== Required action ==
Each line of the entries that mentions the string "water" needs to be reported.
-------- Stored data --------
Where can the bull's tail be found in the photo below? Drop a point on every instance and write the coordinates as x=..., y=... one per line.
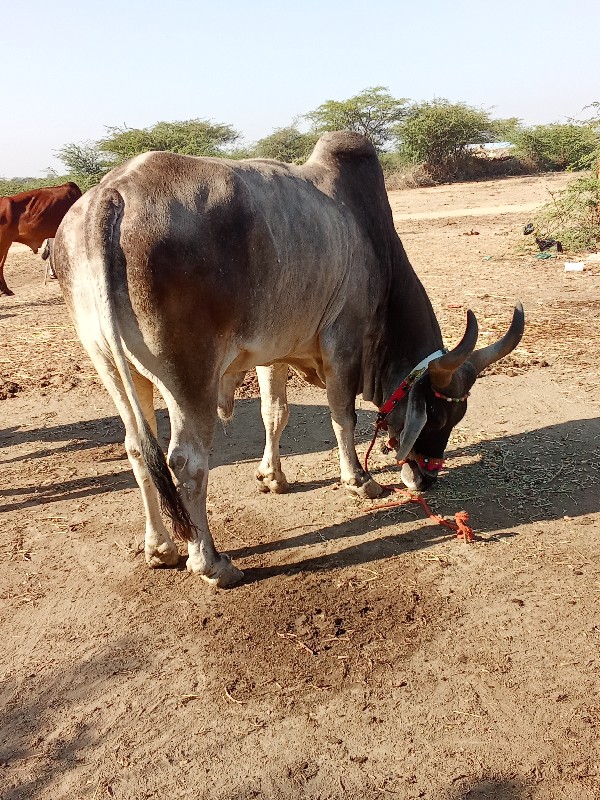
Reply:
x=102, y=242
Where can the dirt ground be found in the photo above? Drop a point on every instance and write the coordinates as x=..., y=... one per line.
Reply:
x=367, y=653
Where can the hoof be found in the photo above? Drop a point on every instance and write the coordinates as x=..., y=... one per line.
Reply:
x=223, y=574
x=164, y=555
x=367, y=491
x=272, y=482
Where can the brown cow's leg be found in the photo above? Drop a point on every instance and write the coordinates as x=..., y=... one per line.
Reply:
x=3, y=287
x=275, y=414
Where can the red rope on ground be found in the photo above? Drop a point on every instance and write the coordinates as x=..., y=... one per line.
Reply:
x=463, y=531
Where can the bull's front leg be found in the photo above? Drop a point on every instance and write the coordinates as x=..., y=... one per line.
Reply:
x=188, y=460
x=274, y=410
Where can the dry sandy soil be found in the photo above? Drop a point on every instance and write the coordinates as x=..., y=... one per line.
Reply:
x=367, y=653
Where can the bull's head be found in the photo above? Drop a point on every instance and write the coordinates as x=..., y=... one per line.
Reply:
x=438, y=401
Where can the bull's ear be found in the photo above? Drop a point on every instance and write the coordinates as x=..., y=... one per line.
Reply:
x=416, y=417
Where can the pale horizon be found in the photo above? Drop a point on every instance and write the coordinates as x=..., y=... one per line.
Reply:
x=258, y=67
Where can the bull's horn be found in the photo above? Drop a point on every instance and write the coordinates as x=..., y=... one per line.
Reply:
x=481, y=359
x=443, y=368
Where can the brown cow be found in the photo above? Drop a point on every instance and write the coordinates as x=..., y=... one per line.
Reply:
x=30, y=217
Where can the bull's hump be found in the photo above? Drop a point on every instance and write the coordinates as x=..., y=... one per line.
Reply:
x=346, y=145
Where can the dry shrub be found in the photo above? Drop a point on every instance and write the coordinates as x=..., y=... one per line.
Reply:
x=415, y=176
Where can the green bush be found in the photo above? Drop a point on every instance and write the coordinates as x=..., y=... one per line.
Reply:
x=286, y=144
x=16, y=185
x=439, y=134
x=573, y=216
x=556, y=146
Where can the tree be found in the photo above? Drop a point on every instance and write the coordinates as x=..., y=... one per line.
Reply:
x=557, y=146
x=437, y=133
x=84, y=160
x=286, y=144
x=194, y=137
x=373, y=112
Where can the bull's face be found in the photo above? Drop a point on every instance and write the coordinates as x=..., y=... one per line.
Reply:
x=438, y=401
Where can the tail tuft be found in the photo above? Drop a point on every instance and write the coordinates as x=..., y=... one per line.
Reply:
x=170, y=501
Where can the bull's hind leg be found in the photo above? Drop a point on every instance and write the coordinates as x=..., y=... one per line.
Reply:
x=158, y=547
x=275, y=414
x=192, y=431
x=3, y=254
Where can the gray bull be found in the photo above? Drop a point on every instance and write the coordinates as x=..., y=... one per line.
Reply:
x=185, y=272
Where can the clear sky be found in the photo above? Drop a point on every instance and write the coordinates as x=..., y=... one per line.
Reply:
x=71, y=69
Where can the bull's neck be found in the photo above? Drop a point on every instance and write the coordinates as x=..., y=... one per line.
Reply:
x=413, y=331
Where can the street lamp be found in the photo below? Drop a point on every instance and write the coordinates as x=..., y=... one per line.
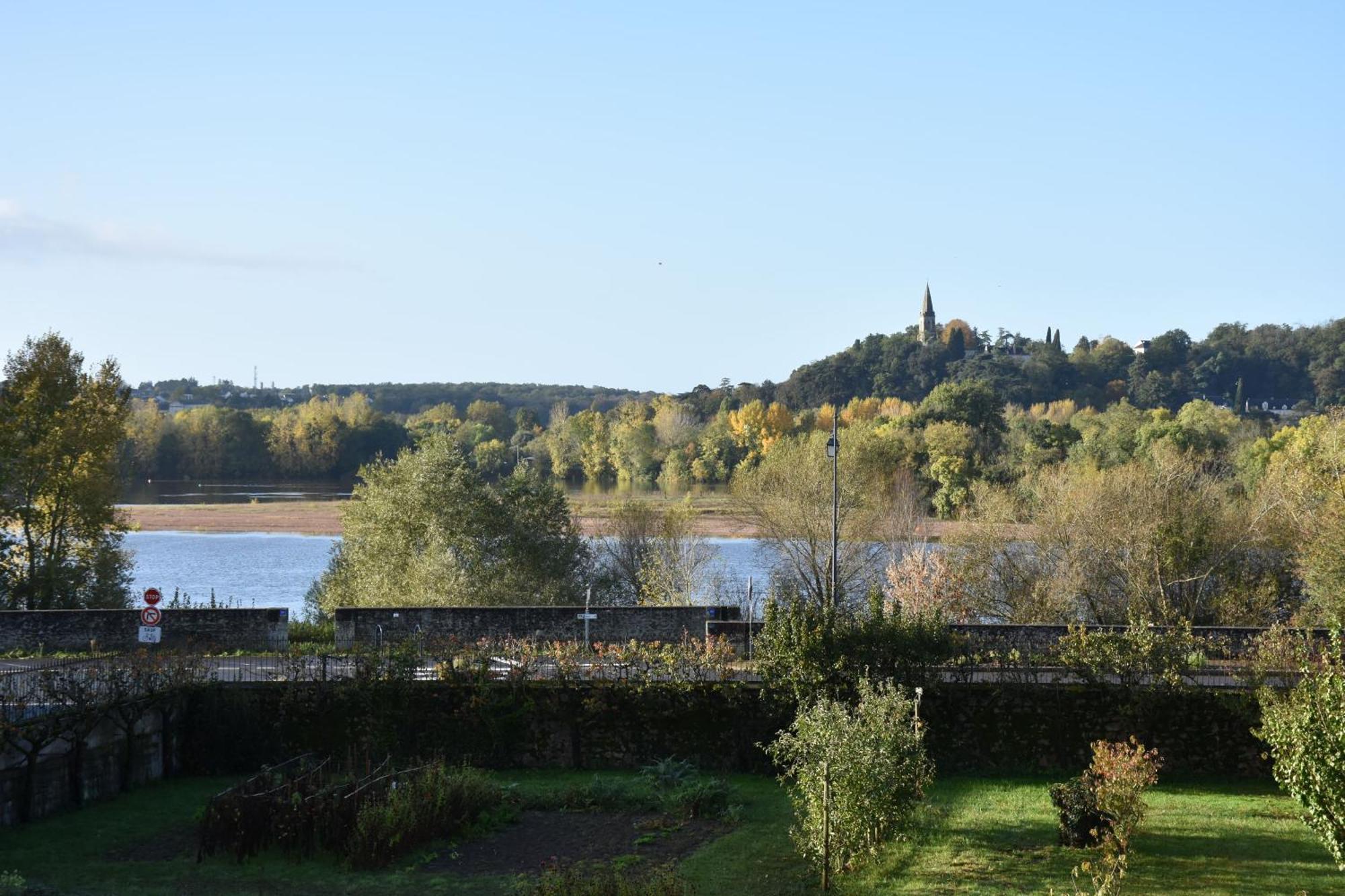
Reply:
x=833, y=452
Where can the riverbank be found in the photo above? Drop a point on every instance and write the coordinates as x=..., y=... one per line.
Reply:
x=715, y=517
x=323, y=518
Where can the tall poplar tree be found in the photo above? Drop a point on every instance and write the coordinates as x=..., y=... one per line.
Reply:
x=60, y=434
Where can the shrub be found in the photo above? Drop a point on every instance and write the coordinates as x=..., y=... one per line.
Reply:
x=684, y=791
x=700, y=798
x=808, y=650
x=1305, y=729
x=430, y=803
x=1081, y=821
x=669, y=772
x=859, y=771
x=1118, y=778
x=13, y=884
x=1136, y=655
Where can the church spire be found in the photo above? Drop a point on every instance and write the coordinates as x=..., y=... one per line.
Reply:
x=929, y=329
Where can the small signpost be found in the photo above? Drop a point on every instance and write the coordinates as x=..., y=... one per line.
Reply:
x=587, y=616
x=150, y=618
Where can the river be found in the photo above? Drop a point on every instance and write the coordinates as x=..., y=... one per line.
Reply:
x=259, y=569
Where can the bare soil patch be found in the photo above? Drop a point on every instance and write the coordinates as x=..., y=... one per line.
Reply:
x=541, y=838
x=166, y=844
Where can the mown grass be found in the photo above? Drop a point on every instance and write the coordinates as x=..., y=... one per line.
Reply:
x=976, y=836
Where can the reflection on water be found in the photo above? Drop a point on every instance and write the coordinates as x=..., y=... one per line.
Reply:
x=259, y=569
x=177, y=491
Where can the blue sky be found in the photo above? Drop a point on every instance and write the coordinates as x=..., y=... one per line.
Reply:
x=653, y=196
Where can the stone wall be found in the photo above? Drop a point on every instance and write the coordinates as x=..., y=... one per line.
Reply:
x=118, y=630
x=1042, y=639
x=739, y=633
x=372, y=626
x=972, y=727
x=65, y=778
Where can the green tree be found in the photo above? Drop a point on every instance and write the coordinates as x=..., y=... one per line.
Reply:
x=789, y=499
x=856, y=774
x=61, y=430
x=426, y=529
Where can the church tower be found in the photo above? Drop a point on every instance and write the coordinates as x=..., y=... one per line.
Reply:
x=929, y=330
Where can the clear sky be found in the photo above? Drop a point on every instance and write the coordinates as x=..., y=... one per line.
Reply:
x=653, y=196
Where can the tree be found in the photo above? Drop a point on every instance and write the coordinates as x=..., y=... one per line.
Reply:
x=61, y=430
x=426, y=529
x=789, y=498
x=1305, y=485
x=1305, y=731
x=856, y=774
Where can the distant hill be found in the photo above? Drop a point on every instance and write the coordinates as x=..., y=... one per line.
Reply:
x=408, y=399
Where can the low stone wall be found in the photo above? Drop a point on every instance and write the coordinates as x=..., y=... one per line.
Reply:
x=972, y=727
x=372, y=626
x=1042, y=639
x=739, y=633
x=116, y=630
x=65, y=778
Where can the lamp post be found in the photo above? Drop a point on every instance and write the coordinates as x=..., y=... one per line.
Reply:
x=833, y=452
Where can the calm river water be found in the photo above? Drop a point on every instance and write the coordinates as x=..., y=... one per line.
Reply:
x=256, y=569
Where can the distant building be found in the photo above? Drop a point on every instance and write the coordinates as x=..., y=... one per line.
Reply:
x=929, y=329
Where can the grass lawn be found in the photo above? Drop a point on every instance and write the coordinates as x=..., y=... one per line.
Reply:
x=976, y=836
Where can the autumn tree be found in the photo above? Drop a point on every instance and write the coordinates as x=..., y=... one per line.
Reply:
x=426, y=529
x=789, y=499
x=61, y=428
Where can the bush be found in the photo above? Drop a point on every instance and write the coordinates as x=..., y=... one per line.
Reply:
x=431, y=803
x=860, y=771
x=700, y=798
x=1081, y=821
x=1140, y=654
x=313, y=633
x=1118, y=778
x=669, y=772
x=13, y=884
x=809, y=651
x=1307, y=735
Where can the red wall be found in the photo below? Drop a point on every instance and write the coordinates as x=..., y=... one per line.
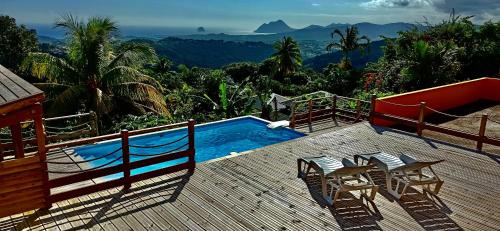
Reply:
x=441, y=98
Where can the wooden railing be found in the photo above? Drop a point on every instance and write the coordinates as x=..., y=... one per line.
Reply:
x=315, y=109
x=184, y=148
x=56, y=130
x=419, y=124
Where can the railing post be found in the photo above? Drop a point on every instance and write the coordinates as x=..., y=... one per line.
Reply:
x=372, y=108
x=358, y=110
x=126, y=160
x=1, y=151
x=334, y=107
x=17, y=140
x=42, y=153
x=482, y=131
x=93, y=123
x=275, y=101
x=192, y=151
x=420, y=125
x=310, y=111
--------
== Task solution ==
Where can the reflection on water be found in the photo above? Drop a point on every instance and write the coordinates as x=..., y=... one per line.
Where can the calm river water be found in the photo above? Drop a point on every instance and write the coordinates as x=..., y=... one per line.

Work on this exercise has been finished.